§ Exercise requirements: Please pick out each line of the items below that contains the word "fence" and copy it in full. Case counts.

§ Data supplied:

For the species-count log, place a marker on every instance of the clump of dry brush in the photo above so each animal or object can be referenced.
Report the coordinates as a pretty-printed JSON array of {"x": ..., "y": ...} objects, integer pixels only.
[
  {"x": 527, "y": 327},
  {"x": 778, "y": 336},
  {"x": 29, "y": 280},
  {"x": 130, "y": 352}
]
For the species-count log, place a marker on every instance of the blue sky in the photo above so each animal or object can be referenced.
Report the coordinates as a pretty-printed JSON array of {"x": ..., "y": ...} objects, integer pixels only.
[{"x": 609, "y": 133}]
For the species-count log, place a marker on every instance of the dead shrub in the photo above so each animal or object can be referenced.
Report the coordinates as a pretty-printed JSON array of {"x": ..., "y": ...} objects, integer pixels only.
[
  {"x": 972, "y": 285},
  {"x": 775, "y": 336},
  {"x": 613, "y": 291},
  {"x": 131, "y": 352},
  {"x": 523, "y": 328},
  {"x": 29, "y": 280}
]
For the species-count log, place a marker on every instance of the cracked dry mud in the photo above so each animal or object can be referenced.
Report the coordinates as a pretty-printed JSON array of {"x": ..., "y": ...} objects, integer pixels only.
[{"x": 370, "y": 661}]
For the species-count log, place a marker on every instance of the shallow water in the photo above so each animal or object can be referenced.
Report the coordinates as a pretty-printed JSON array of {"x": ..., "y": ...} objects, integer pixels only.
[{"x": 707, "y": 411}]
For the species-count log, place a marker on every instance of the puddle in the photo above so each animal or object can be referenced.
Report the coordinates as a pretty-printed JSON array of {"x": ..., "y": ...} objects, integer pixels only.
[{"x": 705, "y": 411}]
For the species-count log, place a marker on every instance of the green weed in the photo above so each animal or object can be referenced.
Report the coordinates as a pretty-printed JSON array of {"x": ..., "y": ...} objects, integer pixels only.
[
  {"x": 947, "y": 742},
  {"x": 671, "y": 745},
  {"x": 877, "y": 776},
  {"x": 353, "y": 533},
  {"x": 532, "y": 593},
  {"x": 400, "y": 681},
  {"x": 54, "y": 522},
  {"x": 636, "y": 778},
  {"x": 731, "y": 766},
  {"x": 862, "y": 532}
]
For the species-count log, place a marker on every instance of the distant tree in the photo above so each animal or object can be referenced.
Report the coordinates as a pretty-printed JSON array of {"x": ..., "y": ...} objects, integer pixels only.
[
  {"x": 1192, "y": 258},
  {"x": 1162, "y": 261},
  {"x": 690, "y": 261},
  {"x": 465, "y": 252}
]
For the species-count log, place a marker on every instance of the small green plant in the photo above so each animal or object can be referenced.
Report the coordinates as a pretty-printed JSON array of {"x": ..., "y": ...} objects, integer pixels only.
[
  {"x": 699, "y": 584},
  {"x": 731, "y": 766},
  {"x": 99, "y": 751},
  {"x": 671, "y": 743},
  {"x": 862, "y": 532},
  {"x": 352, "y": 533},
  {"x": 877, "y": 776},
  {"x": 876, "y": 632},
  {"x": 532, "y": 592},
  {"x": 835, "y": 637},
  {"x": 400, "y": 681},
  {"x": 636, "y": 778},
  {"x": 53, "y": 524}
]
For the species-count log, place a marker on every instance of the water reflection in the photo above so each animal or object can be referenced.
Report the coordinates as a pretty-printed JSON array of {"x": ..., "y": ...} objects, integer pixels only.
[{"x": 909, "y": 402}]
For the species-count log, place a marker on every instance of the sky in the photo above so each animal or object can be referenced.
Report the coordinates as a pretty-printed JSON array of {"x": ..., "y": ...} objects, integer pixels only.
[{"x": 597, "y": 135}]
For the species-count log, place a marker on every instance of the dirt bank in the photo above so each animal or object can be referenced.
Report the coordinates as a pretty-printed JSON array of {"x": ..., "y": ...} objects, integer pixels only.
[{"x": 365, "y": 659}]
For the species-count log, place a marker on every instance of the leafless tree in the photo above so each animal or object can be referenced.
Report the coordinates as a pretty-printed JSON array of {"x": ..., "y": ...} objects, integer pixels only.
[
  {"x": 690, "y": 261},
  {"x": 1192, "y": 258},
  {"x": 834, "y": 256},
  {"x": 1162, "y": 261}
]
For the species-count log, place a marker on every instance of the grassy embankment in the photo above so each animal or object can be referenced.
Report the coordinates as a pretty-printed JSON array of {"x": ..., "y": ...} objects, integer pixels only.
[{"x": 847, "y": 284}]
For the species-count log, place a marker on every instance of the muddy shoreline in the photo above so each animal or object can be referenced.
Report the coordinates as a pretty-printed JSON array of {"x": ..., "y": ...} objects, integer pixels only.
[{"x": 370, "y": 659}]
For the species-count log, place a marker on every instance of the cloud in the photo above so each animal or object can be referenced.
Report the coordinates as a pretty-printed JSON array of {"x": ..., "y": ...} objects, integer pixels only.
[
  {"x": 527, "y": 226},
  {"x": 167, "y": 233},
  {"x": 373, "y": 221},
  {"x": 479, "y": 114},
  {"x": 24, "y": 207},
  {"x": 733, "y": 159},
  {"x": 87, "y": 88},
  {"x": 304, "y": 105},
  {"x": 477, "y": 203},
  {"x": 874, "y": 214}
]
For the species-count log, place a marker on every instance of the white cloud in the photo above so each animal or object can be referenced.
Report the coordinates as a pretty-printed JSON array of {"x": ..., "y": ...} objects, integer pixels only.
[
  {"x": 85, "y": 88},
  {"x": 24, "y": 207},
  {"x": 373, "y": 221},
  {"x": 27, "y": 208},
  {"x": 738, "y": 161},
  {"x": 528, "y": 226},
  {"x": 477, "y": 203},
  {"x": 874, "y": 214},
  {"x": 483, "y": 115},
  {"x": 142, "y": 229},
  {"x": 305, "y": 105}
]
==
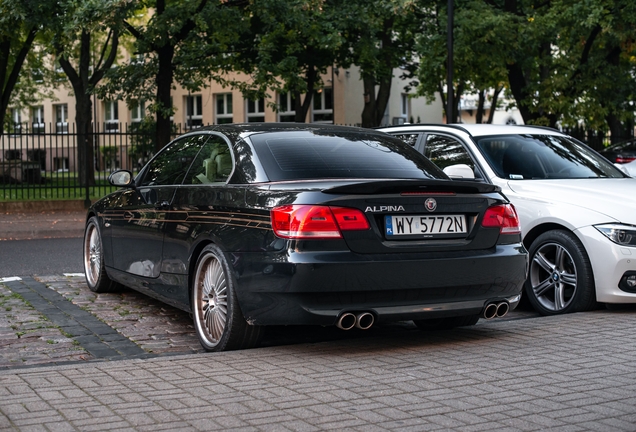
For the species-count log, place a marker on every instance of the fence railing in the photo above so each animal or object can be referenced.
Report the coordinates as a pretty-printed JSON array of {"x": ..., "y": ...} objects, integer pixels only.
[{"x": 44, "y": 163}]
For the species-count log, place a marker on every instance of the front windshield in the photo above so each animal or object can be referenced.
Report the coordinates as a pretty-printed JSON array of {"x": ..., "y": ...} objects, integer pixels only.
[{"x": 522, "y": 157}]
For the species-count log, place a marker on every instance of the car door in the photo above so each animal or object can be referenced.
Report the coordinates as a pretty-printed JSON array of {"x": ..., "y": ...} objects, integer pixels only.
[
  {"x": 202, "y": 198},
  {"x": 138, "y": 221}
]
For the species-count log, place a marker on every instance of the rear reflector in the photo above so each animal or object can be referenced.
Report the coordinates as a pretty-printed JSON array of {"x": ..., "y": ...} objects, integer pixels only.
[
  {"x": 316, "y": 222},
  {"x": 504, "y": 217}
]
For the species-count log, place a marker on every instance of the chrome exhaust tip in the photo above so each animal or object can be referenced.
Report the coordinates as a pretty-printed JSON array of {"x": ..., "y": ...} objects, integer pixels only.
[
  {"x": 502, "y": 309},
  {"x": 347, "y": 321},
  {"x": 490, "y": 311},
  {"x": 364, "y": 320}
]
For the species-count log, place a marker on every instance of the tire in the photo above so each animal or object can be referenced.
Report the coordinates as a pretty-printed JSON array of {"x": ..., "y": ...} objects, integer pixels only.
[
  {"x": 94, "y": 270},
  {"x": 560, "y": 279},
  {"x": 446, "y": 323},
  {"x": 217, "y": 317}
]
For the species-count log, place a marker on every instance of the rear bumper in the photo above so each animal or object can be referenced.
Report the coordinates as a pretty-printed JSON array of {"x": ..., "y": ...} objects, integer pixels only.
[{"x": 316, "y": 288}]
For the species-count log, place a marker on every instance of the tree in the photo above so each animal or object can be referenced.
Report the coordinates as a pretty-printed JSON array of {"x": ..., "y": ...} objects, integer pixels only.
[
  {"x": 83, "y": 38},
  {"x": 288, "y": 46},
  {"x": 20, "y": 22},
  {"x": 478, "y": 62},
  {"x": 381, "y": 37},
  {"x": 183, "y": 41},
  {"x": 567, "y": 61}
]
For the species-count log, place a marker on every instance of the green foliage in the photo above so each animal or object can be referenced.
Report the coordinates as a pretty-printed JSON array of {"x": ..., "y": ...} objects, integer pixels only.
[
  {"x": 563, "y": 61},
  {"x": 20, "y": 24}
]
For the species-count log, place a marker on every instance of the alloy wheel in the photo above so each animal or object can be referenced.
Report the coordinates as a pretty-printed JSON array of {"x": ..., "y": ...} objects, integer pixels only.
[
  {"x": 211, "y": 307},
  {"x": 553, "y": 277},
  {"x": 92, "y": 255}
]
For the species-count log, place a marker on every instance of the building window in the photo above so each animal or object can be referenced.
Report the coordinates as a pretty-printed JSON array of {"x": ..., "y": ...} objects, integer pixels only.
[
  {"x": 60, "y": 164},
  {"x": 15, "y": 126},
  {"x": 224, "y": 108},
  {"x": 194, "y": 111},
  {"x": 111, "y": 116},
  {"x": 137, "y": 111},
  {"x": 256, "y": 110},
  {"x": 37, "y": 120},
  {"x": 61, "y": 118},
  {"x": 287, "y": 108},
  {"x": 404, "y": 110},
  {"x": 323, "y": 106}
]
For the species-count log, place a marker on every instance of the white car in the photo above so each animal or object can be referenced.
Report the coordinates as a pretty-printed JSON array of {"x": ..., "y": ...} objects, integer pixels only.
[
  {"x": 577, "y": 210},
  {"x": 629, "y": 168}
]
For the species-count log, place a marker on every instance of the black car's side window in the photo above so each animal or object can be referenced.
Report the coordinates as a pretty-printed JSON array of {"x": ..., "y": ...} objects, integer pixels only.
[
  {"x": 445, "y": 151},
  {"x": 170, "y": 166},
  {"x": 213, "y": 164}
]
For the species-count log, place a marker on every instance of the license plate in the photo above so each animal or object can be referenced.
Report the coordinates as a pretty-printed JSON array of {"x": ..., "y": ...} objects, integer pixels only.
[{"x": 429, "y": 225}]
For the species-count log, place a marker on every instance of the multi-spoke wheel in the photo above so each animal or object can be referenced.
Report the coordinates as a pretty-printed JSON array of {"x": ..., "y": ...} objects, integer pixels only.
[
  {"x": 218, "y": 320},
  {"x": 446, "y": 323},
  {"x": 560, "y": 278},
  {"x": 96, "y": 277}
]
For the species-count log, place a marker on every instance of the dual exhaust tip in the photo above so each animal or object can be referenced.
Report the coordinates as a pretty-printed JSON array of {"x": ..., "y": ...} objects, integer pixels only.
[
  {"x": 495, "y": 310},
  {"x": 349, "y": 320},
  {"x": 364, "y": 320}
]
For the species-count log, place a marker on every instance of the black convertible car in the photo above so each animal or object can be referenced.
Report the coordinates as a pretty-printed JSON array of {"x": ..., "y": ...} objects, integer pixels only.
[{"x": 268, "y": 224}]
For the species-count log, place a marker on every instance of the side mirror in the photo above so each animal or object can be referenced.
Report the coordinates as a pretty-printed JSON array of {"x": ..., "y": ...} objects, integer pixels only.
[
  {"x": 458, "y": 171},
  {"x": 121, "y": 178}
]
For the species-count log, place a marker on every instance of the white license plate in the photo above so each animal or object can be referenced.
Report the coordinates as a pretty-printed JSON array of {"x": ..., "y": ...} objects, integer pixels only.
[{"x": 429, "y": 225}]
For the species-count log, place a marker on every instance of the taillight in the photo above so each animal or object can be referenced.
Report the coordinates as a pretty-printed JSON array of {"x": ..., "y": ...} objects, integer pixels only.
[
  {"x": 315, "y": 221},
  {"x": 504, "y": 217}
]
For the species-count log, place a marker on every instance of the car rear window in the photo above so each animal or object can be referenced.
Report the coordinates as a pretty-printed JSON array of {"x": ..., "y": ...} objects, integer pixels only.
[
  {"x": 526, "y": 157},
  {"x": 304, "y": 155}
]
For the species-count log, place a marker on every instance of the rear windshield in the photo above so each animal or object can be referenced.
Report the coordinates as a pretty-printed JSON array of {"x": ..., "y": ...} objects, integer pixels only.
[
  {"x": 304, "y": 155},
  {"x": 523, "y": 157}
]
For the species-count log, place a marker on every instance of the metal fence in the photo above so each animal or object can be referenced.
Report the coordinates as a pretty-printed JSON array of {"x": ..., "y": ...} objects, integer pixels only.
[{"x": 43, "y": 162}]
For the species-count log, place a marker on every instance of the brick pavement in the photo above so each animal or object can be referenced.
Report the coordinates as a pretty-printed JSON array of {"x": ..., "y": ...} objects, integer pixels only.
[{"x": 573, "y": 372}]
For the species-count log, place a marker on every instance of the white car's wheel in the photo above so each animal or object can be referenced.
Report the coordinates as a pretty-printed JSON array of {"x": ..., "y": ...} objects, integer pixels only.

§ Exercise solution:
For the species-count log, place a marker on every instance of the fence railing in the photo above so each animal or object can be referenced.
For the species-count log, place a marker on every instance of the metal fence in the photo above so each animal or object can be referenced.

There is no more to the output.